Page extract:

· · ·

Are those decisions valid? A third fundamental problem
is that, at the last General Chapters, decisions were made in
the name of all the Capitulants without their receiving a written
report describing the number, nature and scope of the decisions
taken in their name. All the Capitulants
were certainly strictly entitled to such communication. Any person who has received delegated powers
is under an obligation of giving an account of his stewardship to the person (whether an individual
or entity) who gave the delegation. A certain number of problems
that came up in practice at the last MGM could, I agree, be readily
corrected. However, a few
of them should at least be mentioned. a) Vote 9 of the CC of Scourmont provides a possibility
of recourse: « If not
in agreement with the decision of a Mixed Commission, those concerned
may have recourse to the Plenary Assembly, which will decide the
procedure to be followed.».
Now, the fact is that some superiors were informed of decisions concerning
them after the Chapter was closed. b) A number of decisions
(v.g. the choice of the special Visitor to be sent to this or
that community) were taken during the days following the closing
of the MGM. Are those decisions valid?
In fact, the Mixed Commissions cease to exist once the
Chapter is closed. c) Many superiors were
mandated as « special visitors », but their mandate was not
always clearly specified. Failing
a very explicit decision of the General Chapter (by delegation!),
no Visitor, however special, has any authority besides that conferred
on all Visitors by the Statute on Foundations.
Can a Visitor, even though delegated by the General Chapter,
assume in practice the role of the Father Immediate? d) When the reading of
the house reports by the Mixed Commissions was introduced, it
was considered normal to have the superior of the house concerned
come to the commission when the report was read, and also, if
need be, the Father Immediate. It was realised that this would disturb the
working of the Commissions somewhat, since someone would always
be absent or in the hallways on his or her way from one commission
to the next. But that seemed acceptable, and in fact things worked quite well at several Chapters
At the last Chapter, the need experienced by some Commissions
to arrive at a « decision » concerning situations that
no member of the Commission was really acquainted with led them
to create sub-commissions and later special commissions calling
on people from other commissions.

· · ·

Entries:
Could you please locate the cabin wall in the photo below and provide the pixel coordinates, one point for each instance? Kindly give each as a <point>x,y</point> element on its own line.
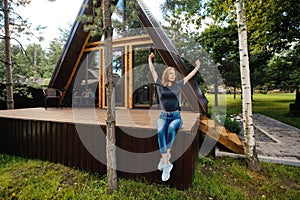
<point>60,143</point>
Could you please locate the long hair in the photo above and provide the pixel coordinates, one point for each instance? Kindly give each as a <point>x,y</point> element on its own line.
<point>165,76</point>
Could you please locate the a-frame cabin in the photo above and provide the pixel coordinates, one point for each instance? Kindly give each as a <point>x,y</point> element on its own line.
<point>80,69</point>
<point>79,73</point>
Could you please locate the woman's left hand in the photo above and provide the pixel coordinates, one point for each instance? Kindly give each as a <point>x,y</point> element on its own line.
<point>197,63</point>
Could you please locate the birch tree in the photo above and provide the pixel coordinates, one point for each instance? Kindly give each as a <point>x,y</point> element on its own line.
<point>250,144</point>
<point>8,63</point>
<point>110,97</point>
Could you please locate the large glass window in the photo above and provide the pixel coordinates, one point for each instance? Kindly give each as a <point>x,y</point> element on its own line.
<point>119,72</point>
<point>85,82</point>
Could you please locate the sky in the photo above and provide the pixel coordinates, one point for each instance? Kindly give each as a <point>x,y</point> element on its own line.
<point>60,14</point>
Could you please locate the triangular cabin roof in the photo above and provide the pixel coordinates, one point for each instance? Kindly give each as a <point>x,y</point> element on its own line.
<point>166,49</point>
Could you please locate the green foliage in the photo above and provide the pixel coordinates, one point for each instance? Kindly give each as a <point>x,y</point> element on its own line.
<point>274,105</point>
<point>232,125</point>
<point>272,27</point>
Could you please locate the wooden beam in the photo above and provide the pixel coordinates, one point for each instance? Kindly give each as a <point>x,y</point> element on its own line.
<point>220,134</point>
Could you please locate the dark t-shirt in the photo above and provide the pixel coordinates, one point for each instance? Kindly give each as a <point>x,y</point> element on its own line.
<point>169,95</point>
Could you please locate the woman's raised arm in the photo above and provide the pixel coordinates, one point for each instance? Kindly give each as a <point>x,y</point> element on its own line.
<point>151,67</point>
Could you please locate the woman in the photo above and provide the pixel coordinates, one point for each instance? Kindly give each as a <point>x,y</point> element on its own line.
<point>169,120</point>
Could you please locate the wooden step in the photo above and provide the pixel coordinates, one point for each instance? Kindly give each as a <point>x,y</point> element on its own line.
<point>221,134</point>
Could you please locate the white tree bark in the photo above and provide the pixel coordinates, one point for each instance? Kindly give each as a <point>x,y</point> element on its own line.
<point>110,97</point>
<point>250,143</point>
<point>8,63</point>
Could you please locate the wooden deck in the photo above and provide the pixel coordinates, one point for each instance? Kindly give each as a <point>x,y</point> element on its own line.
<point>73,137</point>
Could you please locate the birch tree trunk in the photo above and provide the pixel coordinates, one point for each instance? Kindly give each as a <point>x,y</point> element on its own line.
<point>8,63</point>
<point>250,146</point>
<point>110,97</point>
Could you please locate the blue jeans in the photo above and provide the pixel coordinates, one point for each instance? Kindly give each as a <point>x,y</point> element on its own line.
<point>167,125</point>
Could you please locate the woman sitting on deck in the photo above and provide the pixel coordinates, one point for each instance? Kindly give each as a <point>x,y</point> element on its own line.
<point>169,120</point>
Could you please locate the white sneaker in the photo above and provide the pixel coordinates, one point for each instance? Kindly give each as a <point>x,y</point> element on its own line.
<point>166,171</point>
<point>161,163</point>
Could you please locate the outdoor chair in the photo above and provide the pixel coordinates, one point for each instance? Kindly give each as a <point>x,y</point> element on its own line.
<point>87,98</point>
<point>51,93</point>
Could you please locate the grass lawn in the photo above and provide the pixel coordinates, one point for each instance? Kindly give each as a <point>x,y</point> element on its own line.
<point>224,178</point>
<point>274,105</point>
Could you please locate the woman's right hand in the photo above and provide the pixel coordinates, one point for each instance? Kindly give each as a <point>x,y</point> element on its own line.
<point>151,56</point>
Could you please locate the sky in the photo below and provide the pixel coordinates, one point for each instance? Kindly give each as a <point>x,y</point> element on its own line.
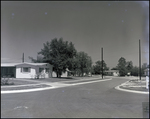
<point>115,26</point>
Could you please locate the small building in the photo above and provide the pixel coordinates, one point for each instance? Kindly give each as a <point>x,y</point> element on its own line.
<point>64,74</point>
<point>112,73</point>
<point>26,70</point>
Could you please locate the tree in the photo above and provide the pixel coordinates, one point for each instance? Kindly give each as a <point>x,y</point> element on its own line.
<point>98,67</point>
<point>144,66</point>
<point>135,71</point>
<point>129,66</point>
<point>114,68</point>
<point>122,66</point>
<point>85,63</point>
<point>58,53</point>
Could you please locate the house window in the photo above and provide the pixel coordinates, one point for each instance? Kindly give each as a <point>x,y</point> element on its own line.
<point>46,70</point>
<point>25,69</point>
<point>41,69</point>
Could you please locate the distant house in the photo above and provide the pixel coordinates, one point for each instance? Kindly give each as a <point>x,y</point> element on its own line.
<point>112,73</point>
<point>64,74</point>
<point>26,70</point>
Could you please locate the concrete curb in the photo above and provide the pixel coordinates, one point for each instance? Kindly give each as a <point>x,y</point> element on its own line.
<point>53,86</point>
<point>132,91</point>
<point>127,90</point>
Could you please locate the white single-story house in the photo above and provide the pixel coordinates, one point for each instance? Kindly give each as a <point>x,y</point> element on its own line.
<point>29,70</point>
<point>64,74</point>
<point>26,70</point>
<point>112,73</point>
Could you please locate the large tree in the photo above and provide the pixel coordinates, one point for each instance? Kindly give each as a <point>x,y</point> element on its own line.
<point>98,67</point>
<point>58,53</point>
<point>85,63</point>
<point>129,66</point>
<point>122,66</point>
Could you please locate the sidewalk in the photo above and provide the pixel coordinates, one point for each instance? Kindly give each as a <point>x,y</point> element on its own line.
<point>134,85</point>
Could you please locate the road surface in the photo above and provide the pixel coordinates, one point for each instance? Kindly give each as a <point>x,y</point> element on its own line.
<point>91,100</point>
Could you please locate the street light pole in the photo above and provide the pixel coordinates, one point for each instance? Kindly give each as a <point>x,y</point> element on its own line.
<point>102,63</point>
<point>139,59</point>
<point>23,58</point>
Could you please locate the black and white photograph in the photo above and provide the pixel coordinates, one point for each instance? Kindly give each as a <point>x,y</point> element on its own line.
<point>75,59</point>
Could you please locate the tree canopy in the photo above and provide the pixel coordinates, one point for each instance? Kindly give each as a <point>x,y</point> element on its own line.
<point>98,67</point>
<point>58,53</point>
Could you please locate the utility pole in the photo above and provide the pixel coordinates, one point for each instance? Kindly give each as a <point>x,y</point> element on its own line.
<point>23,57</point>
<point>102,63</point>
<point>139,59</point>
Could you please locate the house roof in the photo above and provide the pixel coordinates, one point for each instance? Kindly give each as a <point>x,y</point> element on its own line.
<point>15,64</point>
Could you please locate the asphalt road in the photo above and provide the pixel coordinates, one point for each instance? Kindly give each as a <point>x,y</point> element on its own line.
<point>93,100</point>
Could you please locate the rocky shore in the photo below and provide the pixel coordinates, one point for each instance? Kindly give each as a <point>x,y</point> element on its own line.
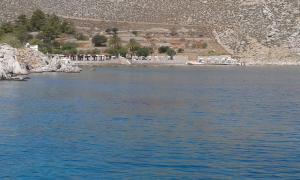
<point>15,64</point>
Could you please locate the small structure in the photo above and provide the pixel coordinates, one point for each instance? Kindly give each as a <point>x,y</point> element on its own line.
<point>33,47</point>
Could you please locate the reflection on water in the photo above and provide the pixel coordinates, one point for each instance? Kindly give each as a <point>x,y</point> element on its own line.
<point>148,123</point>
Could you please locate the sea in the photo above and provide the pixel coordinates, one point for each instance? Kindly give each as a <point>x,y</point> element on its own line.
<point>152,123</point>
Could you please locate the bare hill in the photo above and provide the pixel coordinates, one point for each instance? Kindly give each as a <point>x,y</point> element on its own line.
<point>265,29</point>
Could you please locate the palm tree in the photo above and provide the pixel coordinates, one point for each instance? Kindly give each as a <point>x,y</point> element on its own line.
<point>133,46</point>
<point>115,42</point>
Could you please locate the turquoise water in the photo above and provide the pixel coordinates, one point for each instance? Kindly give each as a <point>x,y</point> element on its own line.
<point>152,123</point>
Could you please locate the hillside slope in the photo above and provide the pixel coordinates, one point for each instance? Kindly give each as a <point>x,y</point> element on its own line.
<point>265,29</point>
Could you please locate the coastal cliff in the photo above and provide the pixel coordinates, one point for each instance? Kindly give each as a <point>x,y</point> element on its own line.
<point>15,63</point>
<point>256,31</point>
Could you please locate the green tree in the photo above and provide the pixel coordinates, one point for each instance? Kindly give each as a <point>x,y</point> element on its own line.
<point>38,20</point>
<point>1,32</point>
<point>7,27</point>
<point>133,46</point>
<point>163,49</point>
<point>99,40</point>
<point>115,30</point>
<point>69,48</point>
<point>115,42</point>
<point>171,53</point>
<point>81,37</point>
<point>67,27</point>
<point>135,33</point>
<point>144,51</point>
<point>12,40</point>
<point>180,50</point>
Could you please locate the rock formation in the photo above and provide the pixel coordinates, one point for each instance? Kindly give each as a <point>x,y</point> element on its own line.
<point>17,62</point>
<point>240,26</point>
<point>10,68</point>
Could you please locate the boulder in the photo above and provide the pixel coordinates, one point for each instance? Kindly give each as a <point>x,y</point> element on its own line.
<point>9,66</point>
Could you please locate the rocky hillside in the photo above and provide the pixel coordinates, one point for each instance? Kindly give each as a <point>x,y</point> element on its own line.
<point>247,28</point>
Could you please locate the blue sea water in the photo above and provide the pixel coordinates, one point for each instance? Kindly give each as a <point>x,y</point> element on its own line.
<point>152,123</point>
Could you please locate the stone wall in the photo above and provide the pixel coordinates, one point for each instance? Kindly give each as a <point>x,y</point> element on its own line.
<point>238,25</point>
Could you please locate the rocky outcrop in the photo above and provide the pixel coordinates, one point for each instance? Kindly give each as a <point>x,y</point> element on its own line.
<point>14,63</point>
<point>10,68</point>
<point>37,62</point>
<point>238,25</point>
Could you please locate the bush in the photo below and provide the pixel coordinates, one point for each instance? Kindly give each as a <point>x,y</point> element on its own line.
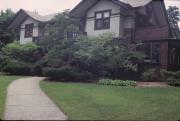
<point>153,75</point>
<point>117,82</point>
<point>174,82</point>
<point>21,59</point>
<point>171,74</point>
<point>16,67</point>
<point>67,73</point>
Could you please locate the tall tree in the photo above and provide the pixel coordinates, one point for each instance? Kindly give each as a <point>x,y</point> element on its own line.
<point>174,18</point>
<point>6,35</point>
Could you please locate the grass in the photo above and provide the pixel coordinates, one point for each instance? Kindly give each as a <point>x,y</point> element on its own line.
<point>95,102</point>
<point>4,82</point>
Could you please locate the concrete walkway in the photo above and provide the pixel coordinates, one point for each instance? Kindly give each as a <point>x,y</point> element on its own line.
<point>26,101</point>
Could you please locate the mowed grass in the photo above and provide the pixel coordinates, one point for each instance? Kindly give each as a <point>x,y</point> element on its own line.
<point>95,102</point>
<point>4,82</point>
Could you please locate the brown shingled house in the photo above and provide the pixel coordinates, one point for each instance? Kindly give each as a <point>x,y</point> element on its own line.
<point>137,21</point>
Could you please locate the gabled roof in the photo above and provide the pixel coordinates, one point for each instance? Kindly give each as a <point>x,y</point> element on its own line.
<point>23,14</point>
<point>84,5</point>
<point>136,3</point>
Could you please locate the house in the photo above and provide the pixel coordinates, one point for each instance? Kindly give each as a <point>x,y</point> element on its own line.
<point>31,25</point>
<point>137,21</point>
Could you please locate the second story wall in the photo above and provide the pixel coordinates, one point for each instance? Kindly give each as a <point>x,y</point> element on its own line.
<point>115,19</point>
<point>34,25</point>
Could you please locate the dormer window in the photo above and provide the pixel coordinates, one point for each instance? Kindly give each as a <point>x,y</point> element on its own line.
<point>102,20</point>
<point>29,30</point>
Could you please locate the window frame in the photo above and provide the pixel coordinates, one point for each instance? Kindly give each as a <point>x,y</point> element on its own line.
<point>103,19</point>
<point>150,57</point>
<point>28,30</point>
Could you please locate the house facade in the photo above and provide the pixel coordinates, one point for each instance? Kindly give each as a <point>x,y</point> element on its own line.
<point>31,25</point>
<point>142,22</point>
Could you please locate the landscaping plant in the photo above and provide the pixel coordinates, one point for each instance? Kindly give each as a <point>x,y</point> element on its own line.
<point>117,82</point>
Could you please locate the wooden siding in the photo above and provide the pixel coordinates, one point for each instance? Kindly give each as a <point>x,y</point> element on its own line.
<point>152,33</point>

· · ·

Work required: Please list every kind of commission named in the passage about General Chapter decisions above.

Correct output: Mixed Commissions, sub-commissions, special commissions